YOUR OBJECTIVE - From the data below, return each line in which the string "reflection" is found.

Referring expression pointing data:
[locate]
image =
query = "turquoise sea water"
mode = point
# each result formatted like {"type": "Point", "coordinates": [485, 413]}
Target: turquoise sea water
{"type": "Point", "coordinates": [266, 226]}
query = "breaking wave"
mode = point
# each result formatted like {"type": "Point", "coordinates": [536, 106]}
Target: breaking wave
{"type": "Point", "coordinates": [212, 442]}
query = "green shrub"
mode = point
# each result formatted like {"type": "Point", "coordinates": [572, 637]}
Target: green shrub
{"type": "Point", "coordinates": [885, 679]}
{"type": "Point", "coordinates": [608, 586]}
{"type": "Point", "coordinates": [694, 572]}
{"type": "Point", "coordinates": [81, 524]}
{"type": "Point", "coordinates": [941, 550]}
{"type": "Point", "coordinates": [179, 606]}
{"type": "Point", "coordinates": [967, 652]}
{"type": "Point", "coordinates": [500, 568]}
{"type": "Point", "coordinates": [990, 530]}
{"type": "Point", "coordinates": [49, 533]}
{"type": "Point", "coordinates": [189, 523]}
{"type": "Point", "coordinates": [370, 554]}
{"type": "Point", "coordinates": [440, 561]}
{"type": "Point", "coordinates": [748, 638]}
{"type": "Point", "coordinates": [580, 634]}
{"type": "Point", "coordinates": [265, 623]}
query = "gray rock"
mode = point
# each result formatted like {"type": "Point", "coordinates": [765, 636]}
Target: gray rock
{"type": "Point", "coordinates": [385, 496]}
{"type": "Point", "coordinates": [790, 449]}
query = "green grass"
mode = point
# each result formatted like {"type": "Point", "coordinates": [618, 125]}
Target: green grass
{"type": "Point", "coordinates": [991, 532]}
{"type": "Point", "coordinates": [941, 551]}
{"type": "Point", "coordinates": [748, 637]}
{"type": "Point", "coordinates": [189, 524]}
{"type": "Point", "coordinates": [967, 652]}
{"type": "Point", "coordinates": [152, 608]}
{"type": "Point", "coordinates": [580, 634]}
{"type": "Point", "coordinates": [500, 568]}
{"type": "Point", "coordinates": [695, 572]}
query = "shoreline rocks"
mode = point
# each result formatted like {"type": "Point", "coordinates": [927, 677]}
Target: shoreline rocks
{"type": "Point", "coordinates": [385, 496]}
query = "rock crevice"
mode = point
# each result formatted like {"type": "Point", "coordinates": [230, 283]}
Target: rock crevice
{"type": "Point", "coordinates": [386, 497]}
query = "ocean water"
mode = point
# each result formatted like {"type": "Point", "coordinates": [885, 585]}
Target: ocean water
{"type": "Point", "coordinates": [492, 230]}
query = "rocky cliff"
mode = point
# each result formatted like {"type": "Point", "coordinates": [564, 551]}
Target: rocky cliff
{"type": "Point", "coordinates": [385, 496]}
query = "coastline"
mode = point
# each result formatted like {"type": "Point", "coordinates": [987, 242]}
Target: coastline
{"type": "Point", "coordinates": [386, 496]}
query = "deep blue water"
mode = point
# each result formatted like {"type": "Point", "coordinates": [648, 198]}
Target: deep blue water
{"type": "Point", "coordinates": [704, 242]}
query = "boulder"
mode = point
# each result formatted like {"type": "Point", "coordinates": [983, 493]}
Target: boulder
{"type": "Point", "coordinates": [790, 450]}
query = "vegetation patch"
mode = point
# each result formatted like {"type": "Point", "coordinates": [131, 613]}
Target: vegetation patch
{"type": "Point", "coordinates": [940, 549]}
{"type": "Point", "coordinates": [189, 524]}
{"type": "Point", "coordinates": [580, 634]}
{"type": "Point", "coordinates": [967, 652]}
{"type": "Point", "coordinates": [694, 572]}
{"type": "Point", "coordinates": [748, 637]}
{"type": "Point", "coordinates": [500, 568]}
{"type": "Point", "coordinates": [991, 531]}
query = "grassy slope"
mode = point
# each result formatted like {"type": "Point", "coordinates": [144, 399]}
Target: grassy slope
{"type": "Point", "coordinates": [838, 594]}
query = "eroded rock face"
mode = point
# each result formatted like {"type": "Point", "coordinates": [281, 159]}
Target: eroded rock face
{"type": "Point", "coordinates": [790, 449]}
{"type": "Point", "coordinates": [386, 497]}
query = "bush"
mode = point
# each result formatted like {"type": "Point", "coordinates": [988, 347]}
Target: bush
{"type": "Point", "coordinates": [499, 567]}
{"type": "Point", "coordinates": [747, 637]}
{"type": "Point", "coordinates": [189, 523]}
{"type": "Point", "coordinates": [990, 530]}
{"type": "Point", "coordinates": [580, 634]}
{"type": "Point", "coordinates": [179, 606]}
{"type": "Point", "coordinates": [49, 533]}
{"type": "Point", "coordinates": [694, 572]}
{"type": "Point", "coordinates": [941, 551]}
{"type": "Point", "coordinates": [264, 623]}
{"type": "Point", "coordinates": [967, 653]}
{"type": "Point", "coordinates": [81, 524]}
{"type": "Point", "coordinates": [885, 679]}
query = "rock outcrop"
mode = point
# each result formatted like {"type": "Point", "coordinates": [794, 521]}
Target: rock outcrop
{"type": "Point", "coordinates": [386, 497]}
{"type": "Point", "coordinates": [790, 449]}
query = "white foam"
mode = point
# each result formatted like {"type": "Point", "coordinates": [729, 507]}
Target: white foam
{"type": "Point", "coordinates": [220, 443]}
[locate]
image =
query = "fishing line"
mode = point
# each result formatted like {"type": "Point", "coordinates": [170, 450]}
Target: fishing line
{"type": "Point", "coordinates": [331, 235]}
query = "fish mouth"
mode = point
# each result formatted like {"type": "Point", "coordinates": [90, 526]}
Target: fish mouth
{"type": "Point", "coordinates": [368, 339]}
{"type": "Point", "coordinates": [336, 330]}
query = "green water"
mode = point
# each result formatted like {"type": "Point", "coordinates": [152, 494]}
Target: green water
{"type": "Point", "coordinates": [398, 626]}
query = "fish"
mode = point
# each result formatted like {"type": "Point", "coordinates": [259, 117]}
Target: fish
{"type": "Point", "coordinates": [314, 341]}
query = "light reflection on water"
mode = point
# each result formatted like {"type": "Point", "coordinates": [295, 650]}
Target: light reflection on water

EXERCISE RESPONSE -
query = "light reflection on water"
Target: light reflection on water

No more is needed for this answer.